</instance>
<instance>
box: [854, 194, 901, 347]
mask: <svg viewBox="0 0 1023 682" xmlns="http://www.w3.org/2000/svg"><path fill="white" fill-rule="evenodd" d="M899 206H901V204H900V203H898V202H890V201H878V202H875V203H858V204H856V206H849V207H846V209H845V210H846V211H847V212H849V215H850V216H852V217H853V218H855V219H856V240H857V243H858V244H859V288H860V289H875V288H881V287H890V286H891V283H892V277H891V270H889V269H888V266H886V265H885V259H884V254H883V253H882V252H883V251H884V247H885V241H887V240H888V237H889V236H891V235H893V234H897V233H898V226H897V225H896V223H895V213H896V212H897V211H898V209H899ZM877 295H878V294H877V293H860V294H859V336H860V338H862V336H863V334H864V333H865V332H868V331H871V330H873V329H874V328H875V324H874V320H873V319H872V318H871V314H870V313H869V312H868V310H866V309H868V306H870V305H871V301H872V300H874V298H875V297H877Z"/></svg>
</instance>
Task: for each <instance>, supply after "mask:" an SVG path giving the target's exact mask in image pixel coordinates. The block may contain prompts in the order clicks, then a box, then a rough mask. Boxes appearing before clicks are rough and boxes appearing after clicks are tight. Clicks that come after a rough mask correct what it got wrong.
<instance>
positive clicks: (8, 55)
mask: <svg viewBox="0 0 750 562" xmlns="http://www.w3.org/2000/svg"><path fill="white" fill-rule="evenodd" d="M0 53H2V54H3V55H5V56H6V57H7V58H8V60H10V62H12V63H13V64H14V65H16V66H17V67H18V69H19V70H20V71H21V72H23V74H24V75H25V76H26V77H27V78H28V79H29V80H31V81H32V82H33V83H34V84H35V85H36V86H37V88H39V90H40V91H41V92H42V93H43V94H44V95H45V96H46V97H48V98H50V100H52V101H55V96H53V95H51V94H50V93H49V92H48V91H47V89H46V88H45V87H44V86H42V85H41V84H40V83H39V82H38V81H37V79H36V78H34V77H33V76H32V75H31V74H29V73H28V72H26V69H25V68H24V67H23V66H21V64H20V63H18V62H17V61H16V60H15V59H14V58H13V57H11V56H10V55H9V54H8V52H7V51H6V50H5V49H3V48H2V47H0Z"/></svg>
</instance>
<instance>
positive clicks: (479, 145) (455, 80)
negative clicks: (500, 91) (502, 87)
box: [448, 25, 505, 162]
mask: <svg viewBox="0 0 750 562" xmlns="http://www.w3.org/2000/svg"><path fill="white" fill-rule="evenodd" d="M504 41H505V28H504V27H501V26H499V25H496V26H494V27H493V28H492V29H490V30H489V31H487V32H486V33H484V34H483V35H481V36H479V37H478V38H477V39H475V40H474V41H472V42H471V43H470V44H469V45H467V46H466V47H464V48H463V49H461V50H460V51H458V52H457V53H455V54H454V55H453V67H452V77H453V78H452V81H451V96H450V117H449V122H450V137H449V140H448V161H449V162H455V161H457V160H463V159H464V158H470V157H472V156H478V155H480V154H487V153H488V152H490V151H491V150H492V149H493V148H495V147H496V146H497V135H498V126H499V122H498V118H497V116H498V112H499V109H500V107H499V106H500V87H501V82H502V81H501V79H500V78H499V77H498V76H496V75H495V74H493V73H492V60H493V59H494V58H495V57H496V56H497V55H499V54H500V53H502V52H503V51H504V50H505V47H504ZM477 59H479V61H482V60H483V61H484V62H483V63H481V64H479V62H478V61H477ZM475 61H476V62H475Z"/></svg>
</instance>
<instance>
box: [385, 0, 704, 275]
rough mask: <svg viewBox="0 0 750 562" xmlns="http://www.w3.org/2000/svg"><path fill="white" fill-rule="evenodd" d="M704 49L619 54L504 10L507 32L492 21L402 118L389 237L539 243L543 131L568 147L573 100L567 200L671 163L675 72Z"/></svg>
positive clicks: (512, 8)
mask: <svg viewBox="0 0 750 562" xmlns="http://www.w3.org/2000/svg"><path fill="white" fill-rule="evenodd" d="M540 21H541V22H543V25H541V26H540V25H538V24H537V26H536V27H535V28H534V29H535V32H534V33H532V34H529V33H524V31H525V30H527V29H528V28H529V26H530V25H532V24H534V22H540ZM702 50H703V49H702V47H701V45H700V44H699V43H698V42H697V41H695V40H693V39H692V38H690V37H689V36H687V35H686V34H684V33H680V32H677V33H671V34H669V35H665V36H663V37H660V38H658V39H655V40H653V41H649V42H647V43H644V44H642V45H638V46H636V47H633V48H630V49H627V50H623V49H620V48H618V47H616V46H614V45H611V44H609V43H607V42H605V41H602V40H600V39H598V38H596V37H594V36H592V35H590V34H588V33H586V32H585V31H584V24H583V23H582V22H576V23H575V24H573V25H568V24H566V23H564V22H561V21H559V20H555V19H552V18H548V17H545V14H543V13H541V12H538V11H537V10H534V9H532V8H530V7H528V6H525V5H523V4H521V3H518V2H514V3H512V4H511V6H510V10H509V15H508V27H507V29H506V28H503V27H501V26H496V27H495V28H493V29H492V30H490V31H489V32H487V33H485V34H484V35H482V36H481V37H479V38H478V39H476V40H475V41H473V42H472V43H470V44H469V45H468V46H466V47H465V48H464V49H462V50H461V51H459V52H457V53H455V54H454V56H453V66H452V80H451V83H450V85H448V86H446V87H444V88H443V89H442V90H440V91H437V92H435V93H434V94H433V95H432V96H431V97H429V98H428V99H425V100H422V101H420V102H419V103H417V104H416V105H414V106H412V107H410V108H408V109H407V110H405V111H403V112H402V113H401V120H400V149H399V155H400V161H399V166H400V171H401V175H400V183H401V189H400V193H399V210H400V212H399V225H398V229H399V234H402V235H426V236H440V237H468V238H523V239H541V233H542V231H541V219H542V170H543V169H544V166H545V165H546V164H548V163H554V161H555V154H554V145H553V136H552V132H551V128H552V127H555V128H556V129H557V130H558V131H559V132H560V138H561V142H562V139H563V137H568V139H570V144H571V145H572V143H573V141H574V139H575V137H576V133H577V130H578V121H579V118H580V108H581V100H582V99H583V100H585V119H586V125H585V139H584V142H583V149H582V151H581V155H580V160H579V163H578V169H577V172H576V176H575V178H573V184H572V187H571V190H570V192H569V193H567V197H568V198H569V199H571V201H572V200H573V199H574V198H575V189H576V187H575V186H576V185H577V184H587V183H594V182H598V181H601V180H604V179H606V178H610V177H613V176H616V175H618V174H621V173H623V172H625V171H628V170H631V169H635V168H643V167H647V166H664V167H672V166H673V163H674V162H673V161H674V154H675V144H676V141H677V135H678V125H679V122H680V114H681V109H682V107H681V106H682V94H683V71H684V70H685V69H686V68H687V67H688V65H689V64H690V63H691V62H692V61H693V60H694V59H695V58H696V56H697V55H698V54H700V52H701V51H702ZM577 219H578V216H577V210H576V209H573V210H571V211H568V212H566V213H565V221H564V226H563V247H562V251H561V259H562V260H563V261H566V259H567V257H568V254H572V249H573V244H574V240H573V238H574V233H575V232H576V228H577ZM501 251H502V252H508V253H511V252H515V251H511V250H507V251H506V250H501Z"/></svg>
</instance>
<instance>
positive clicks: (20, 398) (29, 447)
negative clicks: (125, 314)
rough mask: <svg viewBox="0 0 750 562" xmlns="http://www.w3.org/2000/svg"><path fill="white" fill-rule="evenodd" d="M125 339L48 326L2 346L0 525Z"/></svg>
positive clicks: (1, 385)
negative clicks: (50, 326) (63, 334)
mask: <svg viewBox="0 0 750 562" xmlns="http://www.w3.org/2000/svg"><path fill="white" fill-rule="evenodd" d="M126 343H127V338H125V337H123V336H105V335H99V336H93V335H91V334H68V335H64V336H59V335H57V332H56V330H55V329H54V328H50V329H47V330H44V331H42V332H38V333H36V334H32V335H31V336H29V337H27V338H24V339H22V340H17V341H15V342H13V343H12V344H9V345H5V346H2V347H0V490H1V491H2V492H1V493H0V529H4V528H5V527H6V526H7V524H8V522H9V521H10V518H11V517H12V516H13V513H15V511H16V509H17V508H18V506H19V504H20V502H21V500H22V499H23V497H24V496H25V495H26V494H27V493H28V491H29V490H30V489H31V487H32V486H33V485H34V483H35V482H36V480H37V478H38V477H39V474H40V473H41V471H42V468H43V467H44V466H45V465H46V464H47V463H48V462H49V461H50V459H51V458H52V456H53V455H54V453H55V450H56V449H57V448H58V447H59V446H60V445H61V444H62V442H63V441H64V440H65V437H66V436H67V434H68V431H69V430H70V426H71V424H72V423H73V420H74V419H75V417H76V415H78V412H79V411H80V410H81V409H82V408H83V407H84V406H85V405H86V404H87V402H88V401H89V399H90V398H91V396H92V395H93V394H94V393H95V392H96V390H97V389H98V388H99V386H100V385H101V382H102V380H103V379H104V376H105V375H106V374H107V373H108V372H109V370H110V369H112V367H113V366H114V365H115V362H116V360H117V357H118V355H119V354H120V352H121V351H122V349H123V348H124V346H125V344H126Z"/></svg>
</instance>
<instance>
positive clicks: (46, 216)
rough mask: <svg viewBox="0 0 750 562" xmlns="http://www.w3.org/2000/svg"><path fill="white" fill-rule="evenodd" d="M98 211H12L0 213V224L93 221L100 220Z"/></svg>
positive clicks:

########################################

### TRY IT
Produce an exact repeat of the lines from the one containing "positive clicks: (46, 216)" through the last line of the data, and nothing more.

### ANSWER TO THE PROBLEM
positive clicks: (46, 216)
rough mask: <svg viewBox="0 0 750 562" xmlns="http://www.w3.org/2000/svg"><path fill="white" fill-rule="evenodd" d="M98 211H12L0 213V224L93 221L100 220Z"/></svg>
positive clicks:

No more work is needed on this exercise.